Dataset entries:
▬▬▬
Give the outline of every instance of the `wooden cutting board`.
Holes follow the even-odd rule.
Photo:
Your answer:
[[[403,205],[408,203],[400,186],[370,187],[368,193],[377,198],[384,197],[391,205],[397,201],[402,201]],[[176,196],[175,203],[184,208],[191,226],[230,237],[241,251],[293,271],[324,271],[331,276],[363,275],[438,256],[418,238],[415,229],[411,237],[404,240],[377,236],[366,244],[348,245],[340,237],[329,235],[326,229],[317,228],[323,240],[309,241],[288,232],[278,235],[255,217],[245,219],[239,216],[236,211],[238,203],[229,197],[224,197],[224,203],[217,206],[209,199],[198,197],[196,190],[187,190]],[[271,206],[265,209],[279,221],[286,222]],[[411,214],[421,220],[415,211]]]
▬▬▬
:: WORK TASK ::
Repeat each line above exactly as written.

:: SOLVED PROBLEM ::
Give the outline of every instance of the `wooden cutting board`.
Holes follow the even-odd rule.
Photo:
Your answer:
[[[403,205],[408,203],[400,186],[370,187],[368,193],[377,198],[384,197],[391,205],[397,201],[402,201]],[[176,196],[175,203],[184,208],[191,226],[230,237],[241,251],[293,271],[324,271],[331,276],[363,275],[438,256],[418,238],[415,229],[411,237],[404,240],[377,236],[366,244],[348,245],[340,237],[329,235],[326,229],[317,228],[323,240],[309,241],[288,232],[278,235],[255,217],[245,219],[239,216],[236,211],[238,203],[229,197],[224,197],[224,203],[217,206],[209,199],[198,197],[196,190],[187,190]],[[271,206],[265,209],[279,221],[286,222]],[[411,214],[421,220],[415,211]]]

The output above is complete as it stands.